TASK STATEMENT |
State how many lines of the material below contain the string "polygon", with case counting, and give only that number.

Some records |
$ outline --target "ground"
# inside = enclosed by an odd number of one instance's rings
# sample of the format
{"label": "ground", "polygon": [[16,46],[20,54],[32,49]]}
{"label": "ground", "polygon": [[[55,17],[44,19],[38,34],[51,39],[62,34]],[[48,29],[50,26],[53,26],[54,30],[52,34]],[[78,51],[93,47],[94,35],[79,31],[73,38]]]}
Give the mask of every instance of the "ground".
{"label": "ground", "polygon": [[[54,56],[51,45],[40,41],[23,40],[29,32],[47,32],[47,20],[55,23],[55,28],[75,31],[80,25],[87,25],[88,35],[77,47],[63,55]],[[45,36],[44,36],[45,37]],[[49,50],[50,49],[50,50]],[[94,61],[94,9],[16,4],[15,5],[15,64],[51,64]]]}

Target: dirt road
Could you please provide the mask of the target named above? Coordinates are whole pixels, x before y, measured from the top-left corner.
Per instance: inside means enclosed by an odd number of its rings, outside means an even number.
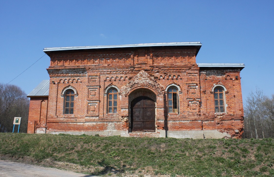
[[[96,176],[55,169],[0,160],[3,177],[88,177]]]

---

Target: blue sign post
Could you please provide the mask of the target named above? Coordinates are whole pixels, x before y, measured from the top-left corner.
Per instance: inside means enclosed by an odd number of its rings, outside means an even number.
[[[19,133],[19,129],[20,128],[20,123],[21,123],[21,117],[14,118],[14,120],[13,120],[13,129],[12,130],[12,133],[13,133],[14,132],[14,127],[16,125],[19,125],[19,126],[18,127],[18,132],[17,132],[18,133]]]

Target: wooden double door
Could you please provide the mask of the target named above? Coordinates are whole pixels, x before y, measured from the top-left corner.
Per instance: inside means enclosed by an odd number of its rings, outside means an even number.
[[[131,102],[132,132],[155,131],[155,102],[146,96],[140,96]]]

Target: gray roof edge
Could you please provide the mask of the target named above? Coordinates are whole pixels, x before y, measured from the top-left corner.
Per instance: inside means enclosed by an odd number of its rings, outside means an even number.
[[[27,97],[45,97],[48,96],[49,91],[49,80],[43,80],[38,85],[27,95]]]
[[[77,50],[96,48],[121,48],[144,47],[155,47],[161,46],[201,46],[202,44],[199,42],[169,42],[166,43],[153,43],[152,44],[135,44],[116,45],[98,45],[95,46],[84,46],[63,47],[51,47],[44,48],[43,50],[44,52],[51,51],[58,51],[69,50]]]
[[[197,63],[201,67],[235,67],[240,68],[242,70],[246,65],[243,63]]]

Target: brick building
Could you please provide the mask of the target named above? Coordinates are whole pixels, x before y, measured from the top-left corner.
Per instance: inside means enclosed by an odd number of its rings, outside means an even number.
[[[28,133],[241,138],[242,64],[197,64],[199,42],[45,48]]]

...

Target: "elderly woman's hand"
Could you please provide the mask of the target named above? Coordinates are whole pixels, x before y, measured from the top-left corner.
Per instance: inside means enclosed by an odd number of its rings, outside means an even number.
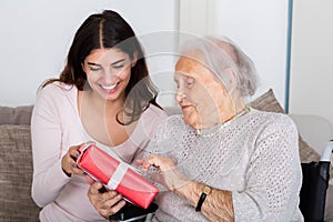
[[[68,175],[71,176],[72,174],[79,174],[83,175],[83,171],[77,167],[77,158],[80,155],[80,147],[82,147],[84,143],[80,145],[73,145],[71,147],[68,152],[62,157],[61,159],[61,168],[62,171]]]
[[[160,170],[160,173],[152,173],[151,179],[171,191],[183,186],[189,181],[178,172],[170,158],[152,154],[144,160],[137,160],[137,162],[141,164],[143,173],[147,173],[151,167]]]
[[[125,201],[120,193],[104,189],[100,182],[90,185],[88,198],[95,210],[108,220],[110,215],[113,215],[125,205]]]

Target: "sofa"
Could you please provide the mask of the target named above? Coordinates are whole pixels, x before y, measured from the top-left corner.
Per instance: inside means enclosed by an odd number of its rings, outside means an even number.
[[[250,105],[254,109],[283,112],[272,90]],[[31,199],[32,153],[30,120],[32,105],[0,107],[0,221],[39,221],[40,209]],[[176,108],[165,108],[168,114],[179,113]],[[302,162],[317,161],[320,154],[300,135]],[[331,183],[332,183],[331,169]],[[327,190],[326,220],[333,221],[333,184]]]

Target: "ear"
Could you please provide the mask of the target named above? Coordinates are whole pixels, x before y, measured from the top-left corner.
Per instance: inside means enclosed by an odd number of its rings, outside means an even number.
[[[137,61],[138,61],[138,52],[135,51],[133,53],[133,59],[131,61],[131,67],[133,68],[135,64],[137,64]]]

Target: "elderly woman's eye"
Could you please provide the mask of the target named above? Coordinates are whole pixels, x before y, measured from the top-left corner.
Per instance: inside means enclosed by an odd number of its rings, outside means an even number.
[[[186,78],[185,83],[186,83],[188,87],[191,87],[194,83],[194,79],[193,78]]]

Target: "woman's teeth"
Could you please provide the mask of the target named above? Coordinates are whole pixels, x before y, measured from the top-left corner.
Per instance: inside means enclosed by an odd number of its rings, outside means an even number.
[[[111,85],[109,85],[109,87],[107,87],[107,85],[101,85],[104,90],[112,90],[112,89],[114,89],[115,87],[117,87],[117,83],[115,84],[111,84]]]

EXERCISE RESULT |
3